## TASK REQUIREMENTS:
In each of the items below, switch "comma-separated" to "space-separated" and leave all other wording unchanged.

## RECORDED DATA:
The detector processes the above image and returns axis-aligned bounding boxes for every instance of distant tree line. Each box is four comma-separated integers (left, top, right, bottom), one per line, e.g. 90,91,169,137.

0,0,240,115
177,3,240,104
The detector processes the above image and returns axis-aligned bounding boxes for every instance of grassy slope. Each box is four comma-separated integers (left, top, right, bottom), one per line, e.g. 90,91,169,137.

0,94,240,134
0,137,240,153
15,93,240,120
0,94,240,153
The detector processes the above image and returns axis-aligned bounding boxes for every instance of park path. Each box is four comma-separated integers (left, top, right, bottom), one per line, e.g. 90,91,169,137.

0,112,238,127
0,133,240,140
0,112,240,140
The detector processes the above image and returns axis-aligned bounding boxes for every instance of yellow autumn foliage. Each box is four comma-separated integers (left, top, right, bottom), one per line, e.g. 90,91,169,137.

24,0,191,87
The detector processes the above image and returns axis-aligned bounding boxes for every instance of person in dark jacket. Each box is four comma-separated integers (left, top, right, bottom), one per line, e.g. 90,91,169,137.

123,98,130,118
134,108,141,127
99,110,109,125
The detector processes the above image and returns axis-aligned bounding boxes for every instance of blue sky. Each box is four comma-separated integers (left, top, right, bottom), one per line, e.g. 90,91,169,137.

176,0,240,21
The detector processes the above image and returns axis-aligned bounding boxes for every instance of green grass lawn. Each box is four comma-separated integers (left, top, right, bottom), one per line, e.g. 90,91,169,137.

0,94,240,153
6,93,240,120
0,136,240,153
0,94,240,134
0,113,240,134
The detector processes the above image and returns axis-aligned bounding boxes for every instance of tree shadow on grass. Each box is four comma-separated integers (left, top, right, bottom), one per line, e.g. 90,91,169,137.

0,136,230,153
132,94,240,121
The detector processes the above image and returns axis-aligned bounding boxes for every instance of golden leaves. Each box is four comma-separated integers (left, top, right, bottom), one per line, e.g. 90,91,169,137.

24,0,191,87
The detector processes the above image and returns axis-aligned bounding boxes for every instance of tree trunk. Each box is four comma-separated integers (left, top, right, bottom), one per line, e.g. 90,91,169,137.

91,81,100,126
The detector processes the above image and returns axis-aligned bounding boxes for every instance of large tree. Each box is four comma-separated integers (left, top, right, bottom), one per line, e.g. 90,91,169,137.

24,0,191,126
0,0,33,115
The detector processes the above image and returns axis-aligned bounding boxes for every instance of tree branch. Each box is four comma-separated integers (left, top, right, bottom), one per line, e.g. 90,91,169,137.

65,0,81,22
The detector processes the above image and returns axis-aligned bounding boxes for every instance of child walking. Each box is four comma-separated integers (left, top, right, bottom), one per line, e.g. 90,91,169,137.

## THE COMPLETED TASK:
The detector processes the above image and returns axis-aligned bounding boxes for every instance of distant tree line. Each box is four space-separated integers (left, top, right, bottom), one per line, e.g. 90,91,169,137.

0,0,240,115
177,3,240,104
The detector processes the above image and returns axis-aligned bounding boxes for every instance of grassy slope. Each box is four space-separated integers (left, top, right, bottom), one per line, e.g. 90,91,169,137.

0,94,240,134
0,137,240,153
15,93,240,120
0,94,240,153
The detector processes the above image and returns axis-aligned bounding boxes for every instance of park path. Each box is four space-separated integers (left, top, right, bottom), one per line, e.g. 90,91,169,137.

0,112,238,127
0,133,240,140
0,112,240,140
The detector processes the above image and returns axis-aligned bounding boxes for every instance of yellow autumn foliage. Each box is four space-separated integers (left, top, right, bottom), one per line, e.g. 90,91,169,137.

24,0,191,87
The detector processes the above image and returns axis-aligned bounding boxes for every instance of person in dark jacket. Each box is four space-separated integers (left, top, right, bottom), one per line, e.g. 90,91,169,137.

123,98,130,118
134,108,141,127
99,110,109,125
The detector processes the above image and returns axis-aligned bounding boxes for every instance of blue sky. Each box is four space-separated integers (left, top, right, bottom), one per line, e.g. 90,91,169,137.

176,0,240,21
The detector processes the above image and returns axis-aligned bounding boxes for every instance of green grass lawn. Each box is four space-separated integers (left, top, right, bottom), one per line, e.g. 90,91,169,137.

0,94,240,153
6,93,240,120
0,136,240,153
0,94,240,134
0,113,240,134
The detector processes the above image and returns axis-aligned bounding boxes for every instance of tree shadow on grass. Each box is four space-separated integers (left, top, right, bottom), one per line, e.g. 90,91,169,137.

0,136,230,153
132,94,240,121
The detector processes the above image and returns axis-aligned bounding boxes for every instance of golden leaves. Each box is four space-separated integers (left, top, right, bottom), one per line, e.g. 90,91,169,137.

24,0,191,87
The detector processes the above image and returns axis-aligned bounding boxes for every instance of tree trunk. Each box is four space-separated integers (left, top, right, bottom), one per line, e.g. 90,91,169,137.

91,81,100,126
The detector processes the above image and returns axis-aligned bounding boxes for every instance of large tree. Each box is four space-separated integers (left, top, right, bottom), one per line, e.g. 90,91,169,137.

24,0,191,126
0,0,33,115
The detector processes the above image and returns axis-aligned bounding boxes for every instance of tree branch. Each box is four space-separated integers (left, top, right, bottom), one per line, e.g. 90,91,169,137.

65,0,81,22
The detector processes the above image and returns axis-aligned bounding boxes for every instance of child walking. Each box is four space-separated integers (left, top, right, bottom), one per line, e.g. 90,91,169,137.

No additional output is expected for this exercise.